##### AVAILABLE DATA #####

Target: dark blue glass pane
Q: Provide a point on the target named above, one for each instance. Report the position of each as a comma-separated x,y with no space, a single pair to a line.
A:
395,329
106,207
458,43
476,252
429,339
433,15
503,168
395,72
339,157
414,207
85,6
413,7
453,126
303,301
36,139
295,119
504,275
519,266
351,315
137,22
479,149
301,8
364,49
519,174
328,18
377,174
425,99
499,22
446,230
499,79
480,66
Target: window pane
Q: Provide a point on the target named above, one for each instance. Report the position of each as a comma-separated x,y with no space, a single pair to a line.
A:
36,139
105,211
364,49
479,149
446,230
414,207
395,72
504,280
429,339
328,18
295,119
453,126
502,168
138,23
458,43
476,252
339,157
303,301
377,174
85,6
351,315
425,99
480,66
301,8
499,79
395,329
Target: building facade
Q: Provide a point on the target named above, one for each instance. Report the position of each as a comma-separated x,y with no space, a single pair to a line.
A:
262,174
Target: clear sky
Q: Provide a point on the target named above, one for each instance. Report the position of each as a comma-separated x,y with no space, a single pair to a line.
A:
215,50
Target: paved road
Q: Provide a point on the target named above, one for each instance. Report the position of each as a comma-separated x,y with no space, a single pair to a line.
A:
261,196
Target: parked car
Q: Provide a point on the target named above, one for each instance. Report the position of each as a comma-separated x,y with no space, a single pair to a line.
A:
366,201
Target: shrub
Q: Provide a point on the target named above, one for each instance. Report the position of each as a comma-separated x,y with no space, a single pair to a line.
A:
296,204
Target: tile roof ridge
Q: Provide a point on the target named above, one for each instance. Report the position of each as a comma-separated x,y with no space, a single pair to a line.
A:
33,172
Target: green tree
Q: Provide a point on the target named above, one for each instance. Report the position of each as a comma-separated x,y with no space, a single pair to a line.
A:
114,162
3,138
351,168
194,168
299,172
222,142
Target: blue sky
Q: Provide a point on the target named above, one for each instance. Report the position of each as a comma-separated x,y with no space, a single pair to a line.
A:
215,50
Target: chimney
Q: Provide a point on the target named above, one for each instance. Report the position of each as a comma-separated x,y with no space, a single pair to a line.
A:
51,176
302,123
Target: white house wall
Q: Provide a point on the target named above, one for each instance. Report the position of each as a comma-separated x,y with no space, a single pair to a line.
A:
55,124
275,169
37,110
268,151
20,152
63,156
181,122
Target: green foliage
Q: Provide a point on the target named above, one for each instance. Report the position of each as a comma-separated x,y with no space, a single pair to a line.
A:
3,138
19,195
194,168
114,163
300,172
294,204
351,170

#####
##### AVAILABLE DATA #####

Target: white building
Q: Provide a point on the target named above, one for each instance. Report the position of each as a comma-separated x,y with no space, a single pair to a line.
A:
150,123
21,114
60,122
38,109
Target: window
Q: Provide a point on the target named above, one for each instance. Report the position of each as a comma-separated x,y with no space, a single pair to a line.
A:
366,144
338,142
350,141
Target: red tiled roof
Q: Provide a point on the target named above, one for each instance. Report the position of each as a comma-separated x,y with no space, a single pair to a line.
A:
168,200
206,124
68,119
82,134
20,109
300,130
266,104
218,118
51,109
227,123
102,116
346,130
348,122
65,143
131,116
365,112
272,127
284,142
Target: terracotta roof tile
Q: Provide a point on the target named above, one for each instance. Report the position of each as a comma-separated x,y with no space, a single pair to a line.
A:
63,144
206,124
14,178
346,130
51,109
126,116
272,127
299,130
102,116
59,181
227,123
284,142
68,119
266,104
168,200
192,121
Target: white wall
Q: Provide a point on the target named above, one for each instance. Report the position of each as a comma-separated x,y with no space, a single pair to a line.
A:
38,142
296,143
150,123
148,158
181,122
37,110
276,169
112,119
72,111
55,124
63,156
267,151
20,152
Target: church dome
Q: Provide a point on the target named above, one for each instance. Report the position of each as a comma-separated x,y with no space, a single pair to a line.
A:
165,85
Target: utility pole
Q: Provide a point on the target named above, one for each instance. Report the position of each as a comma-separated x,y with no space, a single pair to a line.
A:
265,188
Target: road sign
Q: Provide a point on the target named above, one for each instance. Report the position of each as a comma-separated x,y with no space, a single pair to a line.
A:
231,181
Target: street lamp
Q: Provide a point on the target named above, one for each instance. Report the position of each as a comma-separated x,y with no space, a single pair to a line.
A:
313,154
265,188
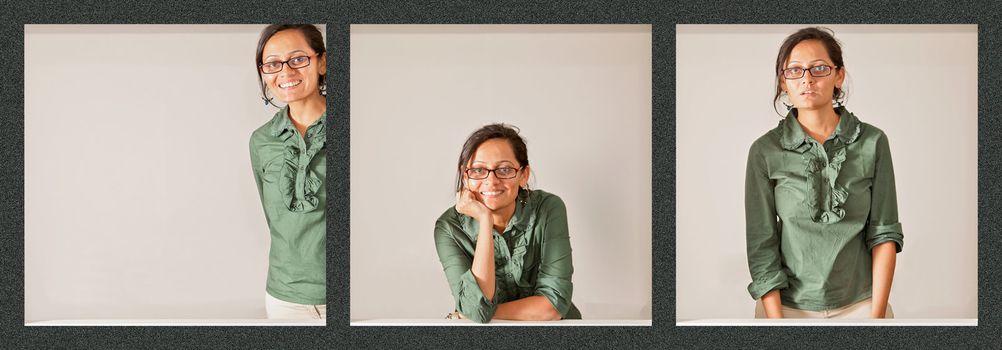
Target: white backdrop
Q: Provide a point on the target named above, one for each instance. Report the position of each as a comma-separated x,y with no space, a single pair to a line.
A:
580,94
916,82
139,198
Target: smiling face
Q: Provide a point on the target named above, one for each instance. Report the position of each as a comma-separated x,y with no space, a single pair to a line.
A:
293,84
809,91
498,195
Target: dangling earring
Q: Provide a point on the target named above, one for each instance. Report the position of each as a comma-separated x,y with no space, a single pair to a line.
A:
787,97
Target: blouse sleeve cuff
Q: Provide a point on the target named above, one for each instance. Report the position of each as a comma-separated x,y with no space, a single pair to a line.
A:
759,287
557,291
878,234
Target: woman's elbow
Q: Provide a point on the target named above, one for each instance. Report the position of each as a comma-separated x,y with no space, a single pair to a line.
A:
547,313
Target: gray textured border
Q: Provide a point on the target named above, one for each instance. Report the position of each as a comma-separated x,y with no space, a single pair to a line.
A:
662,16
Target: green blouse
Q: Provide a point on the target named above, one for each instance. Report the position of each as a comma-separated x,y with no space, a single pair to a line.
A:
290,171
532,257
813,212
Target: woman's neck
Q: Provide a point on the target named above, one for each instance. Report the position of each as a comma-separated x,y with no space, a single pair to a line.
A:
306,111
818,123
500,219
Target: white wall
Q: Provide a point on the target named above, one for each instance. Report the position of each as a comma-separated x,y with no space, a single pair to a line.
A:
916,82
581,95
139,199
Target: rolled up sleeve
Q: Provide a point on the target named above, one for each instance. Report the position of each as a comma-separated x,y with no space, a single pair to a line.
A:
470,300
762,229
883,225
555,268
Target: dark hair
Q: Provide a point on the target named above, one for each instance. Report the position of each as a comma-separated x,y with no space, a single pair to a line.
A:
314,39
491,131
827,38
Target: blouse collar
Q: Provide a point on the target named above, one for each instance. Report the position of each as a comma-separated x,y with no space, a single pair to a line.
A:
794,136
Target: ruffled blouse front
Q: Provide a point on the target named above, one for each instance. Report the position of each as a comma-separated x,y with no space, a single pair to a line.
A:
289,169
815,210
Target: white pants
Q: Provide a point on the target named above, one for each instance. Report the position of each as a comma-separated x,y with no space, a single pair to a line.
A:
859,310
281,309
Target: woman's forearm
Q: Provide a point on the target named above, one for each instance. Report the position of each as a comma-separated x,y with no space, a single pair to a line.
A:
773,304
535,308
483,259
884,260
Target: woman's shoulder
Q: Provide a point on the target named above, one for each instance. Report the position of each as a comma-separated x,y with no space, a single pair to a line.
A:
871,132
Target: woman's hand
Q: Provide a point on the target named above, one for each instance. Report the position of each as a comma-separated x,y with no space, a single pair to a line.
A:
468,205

#####
##### AVAILABLE DATA #####

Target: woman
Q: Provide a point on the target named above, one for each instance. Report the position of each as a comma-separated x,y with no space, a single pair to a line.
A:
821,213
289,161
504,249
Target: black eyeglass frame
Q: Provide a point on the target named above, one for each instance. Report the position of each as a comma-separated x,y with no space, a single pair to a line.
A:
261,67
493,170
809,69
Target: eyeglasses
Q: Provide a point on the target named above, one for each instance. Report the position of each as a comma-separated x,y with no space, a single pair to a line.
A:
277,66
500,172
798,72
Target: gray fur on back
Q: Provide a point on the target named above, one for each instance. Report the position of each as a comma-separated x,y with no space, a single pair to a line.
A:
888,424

#####

[DIRECTIONS]:
Look through the records and copy every line that has the word "roof".

[EXERCISE OUTPUT]:
Target: tile roof ridge
Target: red tiled roof
Target: terracotta roof tile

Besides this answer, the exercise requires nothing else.